• [Entries]:

################

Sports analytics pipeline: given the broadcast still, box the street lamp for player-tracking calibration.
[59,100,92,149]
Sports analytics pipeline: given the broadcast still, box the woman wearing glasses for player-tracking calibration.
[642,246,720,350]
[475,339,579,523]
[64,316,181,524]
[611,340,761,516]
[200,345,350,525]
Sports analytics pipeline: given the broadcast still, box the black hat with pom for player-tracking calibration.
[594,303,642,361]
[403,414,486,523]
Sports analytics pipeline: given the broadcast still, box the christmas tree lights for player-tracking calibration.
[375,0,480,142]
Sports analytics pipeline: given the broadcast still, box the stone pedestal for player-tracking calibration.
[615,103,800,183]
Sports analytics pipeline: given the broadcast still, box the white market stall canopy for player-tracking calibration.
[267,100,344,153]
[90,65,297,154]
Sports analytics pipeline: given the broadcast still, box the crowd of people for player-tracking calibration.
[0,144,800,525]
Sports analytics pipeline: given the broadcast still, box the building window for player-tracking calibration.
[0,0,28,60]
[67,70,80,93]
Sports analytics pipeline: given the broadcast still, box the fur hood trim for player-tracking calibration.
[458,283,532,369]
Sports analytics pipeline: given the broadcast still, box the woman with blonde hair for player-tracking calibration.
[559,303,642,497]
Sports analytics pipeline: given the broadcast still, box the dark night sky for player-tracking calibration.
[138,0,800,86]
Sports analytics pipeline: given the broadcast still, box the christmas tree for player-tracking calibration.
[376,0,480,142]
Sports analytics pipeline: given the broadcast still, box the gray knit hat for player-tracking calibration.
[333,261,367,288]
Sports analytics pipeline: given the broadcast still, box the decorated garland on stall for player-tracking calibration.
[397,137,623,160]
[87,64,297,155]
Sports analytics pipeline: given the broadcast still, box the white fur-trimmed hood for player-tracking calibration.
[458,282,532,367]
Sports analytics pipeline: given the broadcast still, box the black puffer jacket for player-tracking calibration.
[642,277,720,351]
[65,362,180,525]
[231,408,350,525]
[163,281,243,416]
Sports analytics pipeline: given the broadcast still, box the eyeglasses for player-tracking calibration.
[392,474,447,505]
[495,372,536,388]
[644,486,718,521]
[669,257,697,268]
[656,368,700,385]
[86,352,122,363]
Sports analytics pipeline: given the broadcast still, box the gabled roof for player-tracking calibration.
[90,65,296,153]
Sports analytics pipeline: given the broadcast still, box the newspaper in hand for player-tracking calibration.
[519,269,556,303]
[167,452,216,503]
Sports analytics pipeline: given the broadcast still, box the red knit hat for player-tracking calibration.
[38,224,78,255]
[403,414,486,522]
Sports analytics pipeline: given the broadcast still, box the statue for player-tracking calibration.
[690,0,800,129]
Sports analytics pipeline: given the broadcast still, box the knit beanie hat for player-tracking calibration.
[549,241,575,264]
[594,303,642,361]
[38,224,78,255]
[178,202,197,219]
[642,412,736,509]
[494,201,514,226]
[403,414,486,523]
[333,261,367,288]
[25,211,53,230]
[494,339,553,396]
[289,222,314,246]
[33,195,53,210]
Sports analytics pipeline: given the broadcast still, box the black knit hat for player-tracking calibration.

################

Rewrite all the items above, switching "broadcast still" to "video frame" and leaving everything else unchanged.

• [Solution for this exercise]:
Sports analytics pipeline: given the video frame, box the street lamp for player-tracking calibration.
[59,100,92,149]
Sports analytics pipeline: given the video frame, box the woman wearing glasses for player-tracking calibration.
[642,246,720,350]
[475,339,579,523]
[64,316,181,524]
[611,340,761,516]
[200,345,350,525]
Sports analytics pipeline: given the video frame, box the black hat with pom for player-tracking calibration.
[594,303,642,361]
[403,414,486,523]
Sports analytics pipeline: given the video frame, box the christmas tree lights for player-tracking calibration.
[375,0,480,142]
Sports analytics pipeline: given the video frame, box the stone pedestal for player-tracking calibration.
[615,103,800,183]
Sports analytics pipeline: given the video frame, box the white market stall canopy for player-tracking calibration.
[267,100,344,153]
[90,65,297,154]
Sports analytics pipeline: given the video frame, box the crowd of people for player-tracking calibration.
[0,144,800,525]
Sports analytics pipeline: given the video frame, box the building window for player-tracking calibration.
[0,0,28,60]
[67,70,80,93]
Sports analytics pipeline: given the video frame, box the fur hood trim for player-tracking calibration.
[458,283,532,369]
Sports analytics pipeline: given the video frame, box the woman with blonde hair for player-tracking calibration.
[559,303,642,497]
Sports analytics pipeline: given the video frame, box the dark night sky for player-tracking calibration.
[138,0,800,86]
Sports analytics pipeline: given the video frame, box the christmas tree for player-tracking calibration.
[376,0,480,142]
Sports analytics pipeline: given the video frame, box the gray knit hat for player-tracking calibration.
[333,261,367,288]
Sports analytics pipeline: given the video frame, box the decorated garland on stall for player-tracking calibration.
[397,137,623,160]
[87,64,297,155]
Sports analytics pipeline: given the video frame, box the white fur-trimmed hood for player-tracking calibration.
[458,282,532,367]
Sports analytics pipeline: given the video frame, box the black puffer jacket for player-tracking calibration.
[642,277,720,351]
[65,362,180,525]
[231,408,350,525]
[163,281,243,416]
Sports analytics pipeline: given the video frame, box the eyeglasses for player-tracking calibration.
[392,474,447,505]
[495,372,536,388]
[644,486,718,521]
[669,257,697,268]
[656,368,700,385]
[86,352,122,363]
Sports analytics pipeline: given the video frame, box the gabled roof for player-tracking calibration.
[90,65,296,153]
Sports analytics pipeline: given the video frame, box the newspaper in hand for player-tracking calibration.
[519,269,556,303]
[167,452,216,503]
Sports analytics pipeline: given the video frame, box the red knit hat for player-tracking calibration.
[38,224,78,255]
[403,414,486,522]
Sports analytics pipeline: given the video frame, box the statue for player-tracking calibration.
[690,0,800,129]
Sports analytics pipeline: given the video frame, box the knit beanie hat for player-tracking calibration.
[549,241,575,264]
[594,303,642,361]
[38,224,78,255]
[178,202,197,219]
[642,412,736,509]
[494,201,514,226]
[403,414,486,523]
[333,261,367,288]
[25,211,53,230]
[494,339,553,396]
[289,222,314,246]
[33,195,53,210]
Sports analytics pipeline: given the video frame, box the black knit hat for player-tracking calibration.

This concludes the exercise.